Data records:
────────
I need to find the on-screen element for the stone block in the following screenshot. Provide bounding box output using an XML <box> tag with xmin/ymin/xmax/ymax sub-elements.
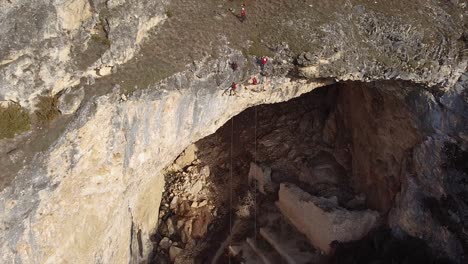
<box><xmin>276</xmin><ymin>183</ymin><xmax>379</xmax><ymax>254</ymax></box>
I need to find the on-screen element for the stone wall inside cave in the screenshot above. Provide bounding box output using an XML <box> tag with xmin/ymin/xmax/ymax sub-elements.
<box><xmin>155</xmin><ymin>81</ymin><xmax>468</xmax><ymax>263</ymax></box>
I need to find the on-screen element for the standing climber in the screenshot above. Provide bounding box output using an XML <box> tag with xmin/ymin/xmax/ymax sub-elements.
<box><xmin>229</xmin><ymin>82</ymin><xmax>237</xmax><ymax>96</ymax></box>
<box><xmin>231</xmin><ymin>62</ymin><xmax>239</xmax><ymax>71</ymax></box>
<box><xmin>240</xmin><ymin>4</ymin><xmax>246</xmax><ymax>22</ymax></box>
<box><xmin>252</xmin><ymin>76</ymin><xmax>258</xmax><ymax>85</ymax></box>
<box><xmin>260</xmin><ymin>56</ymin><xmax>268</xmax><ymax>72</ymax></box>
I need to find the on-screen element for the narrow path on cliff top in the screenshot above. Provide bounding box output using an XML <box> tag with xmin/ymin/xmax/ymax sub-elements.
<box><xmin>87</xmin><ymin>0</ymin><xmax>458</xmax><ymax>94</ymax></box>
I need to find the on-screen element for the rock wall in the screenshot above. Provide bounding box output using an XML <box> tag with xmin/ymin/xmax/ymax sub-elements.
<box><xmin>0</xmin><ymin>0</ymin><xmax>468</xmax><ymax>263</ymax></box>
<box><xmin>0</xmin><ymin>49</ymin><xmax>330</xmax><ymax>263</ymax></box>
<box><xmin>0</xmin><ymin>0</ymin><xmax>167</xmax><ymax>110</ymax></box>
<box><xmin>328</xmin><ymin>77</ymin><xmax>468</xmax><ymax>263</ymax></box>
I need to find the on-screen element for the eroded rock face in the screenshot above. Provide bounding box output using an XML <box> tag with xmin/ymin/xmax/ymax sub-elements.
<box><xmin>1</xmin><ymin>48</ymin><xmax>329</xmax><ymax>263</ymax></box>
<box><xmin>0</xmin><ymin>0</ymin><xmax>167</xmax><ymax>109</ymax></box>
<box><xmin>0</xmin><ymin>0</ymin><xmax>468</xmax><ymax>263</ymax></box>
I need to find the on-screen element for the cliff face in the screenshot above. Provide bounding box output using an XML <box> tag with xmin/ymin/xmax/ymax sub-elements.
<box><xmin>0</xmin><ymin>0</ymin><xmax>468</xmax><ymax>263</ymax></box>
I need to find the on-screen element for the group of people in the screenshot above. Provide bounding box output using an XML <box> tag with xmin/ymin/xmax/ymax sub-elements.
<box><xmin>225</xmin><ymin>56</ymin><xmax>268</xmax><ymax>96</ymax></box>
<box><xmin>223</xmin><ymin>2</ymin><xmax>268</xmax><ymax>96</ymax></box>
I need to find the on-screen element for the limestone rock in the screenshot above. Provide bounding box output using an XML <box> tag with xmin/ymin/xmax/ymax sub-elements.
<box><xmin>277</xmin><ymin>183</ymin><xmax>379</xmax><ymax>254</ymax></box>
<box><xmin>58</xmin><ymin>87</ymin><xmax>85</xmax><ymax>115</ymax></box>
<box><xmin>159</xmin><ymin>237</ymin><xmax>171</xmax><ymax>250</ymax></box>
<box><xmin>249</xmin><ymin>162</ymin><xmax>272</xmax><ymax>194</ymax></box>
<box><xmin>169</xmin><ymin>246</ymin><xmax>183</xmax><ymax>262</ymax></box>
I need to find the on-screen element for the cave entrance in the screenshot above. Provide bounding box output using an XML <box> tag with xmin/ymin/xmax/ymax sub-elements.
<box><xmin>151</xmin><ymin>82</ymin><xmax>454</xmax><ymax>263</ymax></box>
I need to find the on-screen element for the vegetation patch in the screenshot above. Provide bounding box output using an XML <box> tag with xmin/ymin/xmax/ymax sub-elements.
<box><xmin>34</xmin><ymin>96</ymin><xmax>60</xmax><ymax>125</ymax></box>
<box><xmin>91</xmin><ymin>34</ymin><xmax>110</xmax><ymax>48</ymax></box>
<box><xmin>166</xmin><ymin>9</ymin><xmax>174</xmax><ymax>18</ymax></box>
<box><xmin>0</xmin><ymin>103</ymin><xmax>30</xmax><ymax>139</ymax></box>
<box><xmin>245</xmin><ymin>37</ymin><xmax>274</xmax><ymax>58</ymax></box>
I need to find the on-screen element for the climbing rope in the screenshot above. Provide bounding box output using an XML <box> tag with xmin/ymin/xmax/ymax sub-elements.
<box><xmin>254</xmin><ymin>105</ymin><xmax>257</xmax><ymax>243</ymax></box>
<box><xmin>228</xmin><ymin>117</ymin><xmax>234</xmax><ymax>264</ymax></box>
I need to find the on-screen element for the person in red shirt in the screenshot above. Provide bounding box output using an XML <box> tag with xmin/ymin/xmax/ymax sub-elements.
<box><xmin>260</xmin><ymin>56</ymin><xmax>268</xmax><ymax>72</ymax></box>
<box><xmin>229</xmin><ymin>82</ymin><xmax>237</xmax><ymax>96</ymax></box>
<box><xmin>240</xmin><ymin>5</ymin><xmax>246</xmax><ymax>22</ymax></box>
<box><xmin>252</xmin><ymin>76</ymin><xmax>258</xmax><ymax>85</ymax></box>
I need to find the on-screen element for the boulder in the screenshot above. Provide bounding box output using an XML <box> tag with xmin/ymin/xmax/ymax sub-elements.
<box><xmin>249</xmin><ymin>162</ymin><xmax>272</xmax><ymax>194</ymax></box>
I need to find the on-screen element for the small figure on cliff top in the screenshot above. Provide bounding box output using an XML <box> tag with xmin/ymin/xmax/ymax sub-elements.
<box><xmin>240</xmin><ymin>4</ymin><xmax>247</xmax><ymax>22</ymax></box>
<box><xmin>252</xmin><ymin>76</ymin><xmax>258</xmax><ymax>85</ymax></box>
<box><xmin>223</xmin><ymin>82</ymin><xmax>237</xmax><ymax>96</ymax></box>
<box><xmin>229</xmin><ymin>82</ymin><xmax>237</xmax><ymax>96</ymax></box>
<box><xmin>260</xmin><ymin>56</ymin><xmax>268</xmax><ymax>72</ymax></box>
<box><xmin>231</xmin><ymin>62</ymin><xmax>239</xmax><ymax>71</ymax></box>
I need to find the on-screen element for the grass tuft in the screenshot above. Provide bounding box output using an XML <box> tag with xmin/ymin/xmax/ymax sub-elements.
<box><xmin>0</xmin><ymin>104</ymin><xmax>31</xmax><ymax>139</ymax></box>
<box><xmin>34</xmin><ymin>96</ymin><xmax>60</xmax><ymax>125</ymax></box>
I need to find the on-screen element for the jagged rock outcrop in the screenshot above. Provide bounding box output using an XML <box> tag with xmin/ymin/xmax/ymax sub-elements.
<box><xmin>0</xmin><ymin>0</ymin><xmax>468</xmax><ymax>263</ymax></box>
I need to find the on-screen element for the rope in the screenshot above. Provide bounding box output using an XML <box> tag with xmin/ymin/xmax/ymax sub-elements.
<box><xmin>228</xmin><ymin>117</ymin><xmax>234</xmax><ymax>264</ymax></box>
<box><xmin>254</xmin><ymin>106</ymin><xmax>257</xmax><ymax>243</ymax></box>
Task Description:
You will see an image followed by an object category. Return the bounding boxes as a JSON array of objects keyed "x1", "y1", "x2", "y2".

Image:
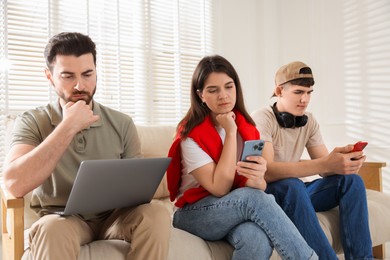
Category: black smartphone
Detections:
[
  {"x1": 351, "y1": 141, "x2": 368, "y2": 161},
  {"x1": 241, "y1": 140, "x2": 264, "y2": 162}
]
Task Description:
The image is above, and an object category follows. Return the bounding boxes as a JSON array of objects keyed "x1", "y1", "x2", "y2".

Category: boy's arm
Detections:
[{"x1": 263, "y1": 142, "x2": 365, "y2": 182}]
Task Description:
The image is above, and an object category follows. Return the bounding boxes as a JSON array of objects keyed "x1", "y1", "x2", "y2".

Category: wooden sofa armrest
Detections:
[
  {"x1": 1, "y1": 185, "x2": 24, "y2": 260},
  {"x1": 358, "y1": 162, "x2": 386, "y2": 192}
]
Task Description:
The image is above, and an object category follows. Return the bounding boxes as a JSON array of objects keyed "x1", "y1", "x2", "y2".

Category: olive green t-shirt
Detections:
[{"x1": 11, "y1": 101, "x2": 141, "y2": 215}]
────────
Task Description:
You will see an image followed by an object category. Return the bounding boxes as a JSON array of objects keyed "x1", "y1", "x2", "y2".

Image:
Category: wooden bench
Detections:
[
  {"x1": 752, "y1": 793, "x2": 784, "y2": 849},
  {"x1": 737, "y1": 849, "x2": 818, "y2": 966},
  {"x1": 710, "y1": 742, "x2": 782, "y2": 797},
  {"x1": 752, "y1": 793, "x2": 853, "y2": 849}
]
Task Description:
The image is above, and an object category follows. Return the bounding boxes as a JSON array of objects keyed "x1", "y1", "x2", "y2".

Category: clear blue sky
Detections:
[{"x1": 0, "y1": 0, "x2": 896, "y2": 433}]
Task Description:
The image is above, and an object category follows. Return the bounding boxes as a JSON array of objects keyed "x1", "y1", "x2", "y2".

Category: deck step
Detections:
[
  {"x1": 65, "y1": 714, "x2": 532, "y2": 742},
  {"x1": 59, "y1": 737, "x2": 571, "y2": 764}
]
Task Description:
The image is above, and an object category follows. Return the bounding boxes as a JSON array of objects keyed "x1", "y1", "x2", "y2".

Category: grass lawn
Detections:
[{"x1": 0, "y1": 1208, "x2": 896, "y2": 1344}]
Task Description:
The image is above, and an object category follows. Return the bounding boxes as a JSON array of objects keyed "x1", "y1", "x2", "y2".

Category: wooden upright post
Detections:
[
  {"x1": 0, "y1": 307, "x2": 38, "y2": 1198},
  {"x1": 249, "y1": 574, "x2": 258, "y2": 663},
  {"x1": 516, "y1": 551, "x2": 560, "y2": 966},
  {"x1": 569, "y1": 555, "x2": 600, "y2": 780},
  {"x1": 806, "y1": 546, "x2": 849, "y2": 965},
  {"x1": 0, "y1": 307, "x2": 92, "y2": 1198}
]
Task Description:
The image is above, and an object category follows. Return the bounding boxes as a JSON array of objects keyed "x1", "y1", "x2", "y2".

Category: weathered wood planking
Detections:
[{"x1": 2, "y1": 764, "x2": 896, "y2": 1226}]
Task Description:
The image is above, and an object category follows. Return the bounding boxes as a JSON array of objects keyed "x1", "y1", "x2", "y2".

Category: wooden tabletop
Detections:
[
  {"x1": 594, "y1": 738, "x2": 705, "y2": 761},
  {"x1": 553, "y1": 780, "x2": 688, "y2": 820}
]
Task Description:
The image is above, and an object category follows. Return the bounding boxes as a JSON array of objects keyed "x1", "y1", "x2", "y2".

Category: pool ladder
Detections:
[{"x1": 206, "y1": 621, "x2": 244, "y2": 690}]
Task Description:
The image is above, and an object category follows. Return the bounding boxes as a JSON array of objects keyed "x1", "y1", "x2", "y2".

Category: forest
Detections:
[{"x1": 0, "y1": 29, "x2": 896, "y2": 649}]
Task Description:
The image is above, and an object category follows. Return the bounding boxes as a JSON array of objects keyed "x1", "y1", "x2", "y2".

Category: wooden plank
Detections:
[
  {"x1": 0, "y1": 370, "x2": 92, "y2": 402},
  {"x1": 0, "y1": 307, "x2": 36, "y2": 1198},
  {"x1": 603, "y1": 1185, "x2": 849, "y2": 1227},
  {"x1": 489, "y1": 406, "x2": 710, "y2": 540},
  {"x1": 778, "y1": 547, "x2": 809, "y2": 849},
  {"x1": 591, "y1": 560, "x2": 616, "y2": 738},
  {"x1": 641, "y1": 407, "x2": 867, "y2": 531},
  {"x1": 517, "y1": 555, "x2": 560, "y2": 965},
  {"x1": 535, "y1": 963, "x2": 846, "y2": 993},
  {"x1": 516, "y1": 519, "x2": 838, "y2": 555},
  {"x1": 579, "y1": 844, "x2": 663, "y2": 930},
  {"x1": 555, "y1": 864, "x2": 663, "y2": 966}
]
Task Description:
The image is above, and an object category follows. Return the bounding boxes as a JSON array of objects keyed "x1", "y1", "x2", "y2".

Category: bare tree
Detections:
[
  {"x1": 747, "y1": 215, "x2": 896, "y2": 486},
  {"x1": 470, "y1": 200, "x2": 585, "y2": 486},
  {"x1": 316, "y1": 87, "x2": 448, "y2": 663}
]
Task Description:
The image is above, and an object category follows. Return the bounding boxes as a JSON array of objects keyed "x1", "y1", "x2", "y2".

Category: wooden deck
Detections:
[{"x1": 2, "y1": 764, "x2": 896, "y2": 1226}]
────────
GOAL >> Return every line of the material above that contains the string "rock".

FINISHED ANSWER >>
I need to find the on-screen element for the rock wall in the screenshot above. Provide bounding box output using an XML <box> tag with xmin/ymin/xmax/ymax sub-elements.
I need to find the on-screen element for the eroded rock face in the screenshot above. Provide bounding box output using an XML <box> tag with xmin/ymin/xmax/ymax sub-elements.
I need to find the on-screen element for the limestone rock in the screenshot above. Provide bounding box output using an XML <box> tag with xmin/ymin/xmax/ymax sub-elements.
I need to find the on-screen element for the jagged rock outcrop in the screenshot above. Provide bounding box output using an XML <box> tag with xmin/ymin/xmax/ymax sub-elements.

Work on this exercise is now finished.